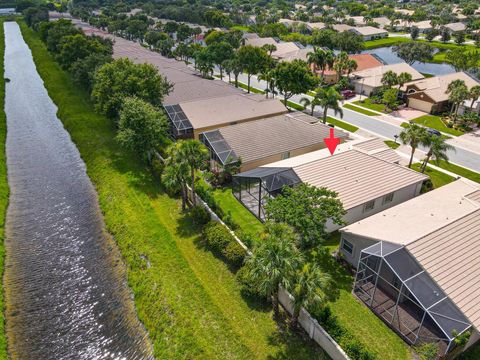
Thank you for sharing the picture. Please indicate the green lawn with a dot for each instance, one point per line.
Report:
(389, 41)
(469, 174)
(4, 191)
(392, 144)
(438, 178)
(360, 110)
(341, 124)
(239, 213)
(435, 122)
(188, 300)
(367, 103)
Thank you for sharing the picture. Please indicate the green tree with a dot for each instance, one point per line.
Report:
(437, 148)
(457, 93)
(307, 209)
(329, 99)
(390, 98)
(293, 78)
(195, 155)
(414, 32)
(219, 53)
(142, 128)
(474, 95)
(414, 51)
(274, 261)
(413, 135)
(252, 60)
(459, 37)
(122, 78)
(311, 289)
(389, 79)
(176, 172)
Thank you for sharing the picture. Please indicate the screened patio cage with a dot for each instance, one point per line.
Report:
(180, 126)
(252, 188)
(221, 153)
(391, 282)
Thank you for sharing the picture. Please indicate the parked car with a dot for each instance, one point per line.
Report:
(347, 94)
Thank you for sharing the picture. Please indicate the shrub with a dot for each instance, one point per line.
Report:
(234, 253)
(200, 215)
(216, 236)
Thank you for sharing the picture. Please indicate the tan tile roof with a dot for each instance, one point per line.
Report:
(413, 219)
(436, 87)
(373, 76)
(357, 177)
(258, 139)
(228, 109)
(450, 255)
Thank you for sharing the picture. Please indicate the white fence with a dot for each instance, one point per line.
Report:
(313, 328)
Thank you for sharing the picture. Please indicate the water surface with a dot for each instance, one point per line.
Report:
(65, 290)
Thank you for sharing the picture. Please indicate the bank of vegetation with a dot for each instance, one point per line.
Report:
(4, 192)
(186, 296)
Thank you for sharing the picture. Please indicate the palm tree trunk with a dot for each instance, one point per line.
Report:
(194, 198)
(425, 162)
(276, 307)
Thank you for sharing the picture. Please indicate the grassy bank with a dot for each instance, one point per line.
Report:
(4, 191)
(188, 300)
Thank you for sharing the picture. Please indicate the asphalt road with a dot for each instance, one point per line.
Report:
(460, 156)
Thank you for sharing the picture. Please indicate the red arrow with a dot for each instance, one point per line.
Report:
(332, 142)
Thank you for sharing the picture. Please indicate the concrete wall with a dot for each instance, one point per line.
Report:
(357, 213)
(313, 328)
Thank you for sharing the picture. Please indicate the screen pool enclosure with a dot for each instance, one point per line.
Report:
(391, 282)
(252, 188)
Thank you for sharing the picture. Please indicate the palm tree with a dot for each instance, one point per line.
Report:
(474, 95)
(175, 174)
(311, 289)
(318, 58)
(437, 148)
(274, 261)
(457, 93)
(389, 79)
(193, 154)
(329, 99)
(403, 78)
(413, 135)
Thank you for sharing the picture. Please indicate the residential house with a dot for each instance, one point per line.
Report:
(367, 81)
(260, 142)
(370, 33)
(191, 118)
(454, 28)
(364, 61)
(364, 173)
(430, 94)
(418, 265)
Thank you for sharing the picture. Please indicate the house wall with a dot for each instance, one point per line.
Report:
(362, 89)
(277, 157)
(357, 213)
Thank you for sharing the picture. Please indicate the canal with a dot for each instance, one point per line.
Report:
(65, 283)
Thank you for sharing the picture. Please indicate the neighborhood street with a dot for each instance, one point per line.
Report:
(461, 156)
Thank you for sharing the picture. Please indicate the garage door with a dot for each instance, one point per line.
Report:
(420, 105)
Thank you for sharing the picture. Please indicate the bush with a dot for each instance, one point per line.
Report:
(200, 215)
(234, 253)
(247, 285)
(216, 236)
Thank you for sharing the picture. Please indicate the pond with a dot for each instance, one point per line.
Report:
(388, 56)
(65, 283)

*****

## [WRITTEN INSTRUCTION]
Reproduce all the entries with every "indicate" switched to "mark", leaving everything else unchanged and omitting the pictures.

## [FINISHED EXERCISE]
Thank you for sharing the picture. Please mark the green lawn with a dot for each instance, one point per line.
Report:
(389, 41)
(469, 174)
(4, 191)
(392, 144)
(438, 178)
(360, 110)
(341, 124)
(239, 213)
(435, 122)
(188, 300)
(367, 103)
Thank you for sharing the picture. Please mark the green tree with a dot for each instance, one point per line.
Report:
(437, 148)
(457, 93)
(307, 209)
(329, 99)
(390, 98)
(293, 78)
(195, 155)
(414, 32)
(219, 53)
(142, 128)
(474, 95)
(414, 51)
(274, 261)
(413, 135)
(252, 60)
(459, 37)
(122, 78)
(311, 289)
(389, 79)
(176, 172)
Thank you for sharing the picture. Please mark the screened patio cage with a dot for each instance, one point per line.
Report:
(180, 126)
(252, 188)
(221, 153)
(391, 282)
Thank you for sharing the picture. Please mark the parked car with a dot for each instance, one point per line.
Report:
(347, 94)
Thank you for sharing the picture. Please mark the shrub with a dot for each instance, one point per line.
Report:
(234, 253)
(200, 215)
(216, 236)
Thank you for sharing the picture. Please mark the tan tile roof with a dot for each instance, one point per line.
Report:
(413, 219)
(436, 87)
(373, 76)
(357, 177)
(258, 139)
(228, 109)
(450, 255)
Thank you for sharing the picture. Please mark the white fence with a dot for each instance, one point per line.
Report:
(313, 328)
Thank you for sharing the picture. Please mark the water surface with a dot for each instance, one point per line.
Report:
(65, 290)
Thank you for sharing the picture. Please mark the bank of vegetation with a dot for each instance, one point per line.
Report:
(4, 192)
(186, 296)
Thank you for sharing the picture. Please mark the palm tree trunk with a dot for each instance, one point per line.
Report:
(194, 198)
(425, 162)
(276, 307)
Thank you for sharing the picture. Please mark the grassy bank with a dot for each instance, one point per line.
Report:
(4, 191)
(188, 300)
Thank you for sharing the picture. Please mark the asphalt road with a dot for each instance, one point per line.
Report:
(460, 156)
Thank you for sharing the picture. Please mark the red arrow with a dot for each instance, one point per line.
Report:
(332, 142)
Thank you for sharing the picture. Please mark the concrete wall with a dot for each instance, one point per line.
Report:
(357, 213)
(313, 328)
Thank you for sharing the picture. Please mark the screen pool enclosure with a dot for each instance, one point per line.
Report:
(391, 282)
(252, 188)
Thank you for sharing the picture. Please mark the palm tree with a dot for each instance, one point per line.
Report:
(474, 95)
(175, 174)
(311, 289)
(318, 58)
(437, 148)
(274, 261)
(457, 93)
(389, 79)
(193, 154)
(329, 99)
(403, 78)
(413, 135)
Thank you for sharing the picture. Please mark the residential house with a dot for each instance, one point per line.
Report:
(367, 81)
(260, 142)
(370, 33)
(191, 118)
(454, 28)
(364, 61)
(364, 173)
(430, 94)
(418, 265)
Thank you for sharing the picture. Please mark the house wall with a dot for each instance, one point per line.
Report:
(362, 89)
(277, 157)
(357, 213)
Thank you for sharing the picture. Please mark the canal with a dot for each instance, one point per line.
Report:
(65, 283)
Thank you for sharing the picture. Please mark the neighborhood street with a dot for each instance, one point per line.
Report:
(461, 156)
Thank you for sharing the picture. Please mark the garage door with a dot for each instance, one point per line.
Report:
(420, 105)
Thank you for sharing the picture. Please mark the bush with a dot for each instance, one point per line.
Report:
(200, 215)
(234, 253)
(247, 285)
(216, 236)
Thank you for sharing the picture. Please mark the pond with a dot for each instance, one point per line.
Report:
(388, 56)
(65, 283)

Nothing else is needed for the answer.